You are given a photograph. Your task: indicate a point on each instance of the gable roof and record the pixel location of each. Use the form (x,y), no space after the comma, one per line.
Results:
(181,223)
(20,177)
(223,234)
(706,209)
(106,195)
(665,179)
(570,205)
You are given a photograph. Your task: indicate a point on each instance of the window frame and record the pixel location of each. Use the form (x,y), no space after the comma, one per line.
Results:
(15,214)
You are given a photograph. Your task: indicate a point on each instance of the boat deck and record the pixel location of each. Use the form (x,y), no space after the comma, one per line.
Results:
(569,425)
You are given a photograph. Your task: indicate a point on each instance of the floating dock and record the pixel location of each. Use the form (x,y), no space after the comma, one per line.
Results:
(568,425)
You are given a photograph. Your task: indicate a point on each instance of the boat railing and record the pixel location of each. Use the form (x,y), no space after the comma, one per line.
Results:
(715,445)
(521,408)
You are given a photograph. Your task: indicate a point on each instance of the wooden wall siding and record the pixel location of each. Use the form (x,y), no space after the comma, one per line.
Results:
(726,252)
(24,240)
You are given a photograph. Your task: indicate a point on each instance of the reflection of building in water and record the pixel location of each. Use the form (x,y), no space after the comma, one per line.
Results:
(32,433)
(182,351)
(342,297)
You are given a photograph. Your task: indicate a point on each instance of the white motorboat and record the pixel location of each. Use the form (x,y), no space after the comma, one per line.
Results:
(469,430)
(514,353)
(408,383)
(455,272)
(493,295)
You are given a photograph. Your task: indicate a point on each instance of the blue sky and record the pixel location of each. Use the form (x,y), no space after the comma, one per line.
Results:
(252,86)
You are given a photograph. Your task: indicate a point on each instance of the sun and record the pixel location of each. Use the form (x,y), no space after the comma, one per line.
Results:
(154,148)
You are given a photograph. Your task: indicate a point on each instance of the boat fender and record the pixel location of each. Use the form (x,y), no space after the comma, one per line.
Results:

#### WRITTEN EXERCISE
Lay out the lines from the one containing "the boat deck" through the end of the entries above as a numbered list, leaving out any blank lines.

#### EXERCISE RESPONSE
1. You are given a photograph. Your task: indicate a point on each instance of the boat deck and record the pixel location of each. Use the form (x,y), no space after the comma, one per line.
2. Results:
3. (569,425)
4. You are given a photograph. Your task: indicate a point on each instance of the floating dock and record the pixel location of each. Use the form (x,y), no space after the comma, one per line.
5. Results:
6. (568,425)
7. You are given a photograph. Your task: indicate a point on each instance of the boat railing and record the pixel location of each. Use the form (x,y), no space after the comma, one per line.
8. Results:
9. (715,445)
10. (521,408)
11. You are given a photograph. Your task: indicate a point on each instance of the wooden wall siding and record the pixel location of each. Use the form (x,y), no space after the comma, one per line.
12. Results:
13. (726,252)
14. (24,240)
15. You are given a photograph. Your task: indicate a point on each instance of the reflection of building in water and record the pixel location of each. Use the form (x,y), no space after the comma, one per line.
16. Results:
17. (32,433)
18. (182,351)
19. (342,297)
20. You are given a photograph. Your task: indicate a point on each instance of the white motorboat and record the pixel location of each. Use the form (x,y), no space after the comma, one per line.
21. Results:
22. (469,430)
23. (514,353)
24. (408,383)
25. (455,272)
26. (493,295)
27. You are given a photograph. Your task: indicate a point on each instance of the blue sky and record the pixel location of each. Use the form (x,y), no space after the comma, one per line.
28. Results:
29. (252,86)
30. You are given a photograph. Your task: indicate a point on each instance of the sun and record the pixel location of each. Use the form (x,y), no space after the comma, one per line.
31. Results:
32. (154,148)
33. You are given a photograph. Your task: indicate a point on each instance of the boat fender and record the pixel location of each. Use the form (x,y), no space after the comma, one per line.
34. Results:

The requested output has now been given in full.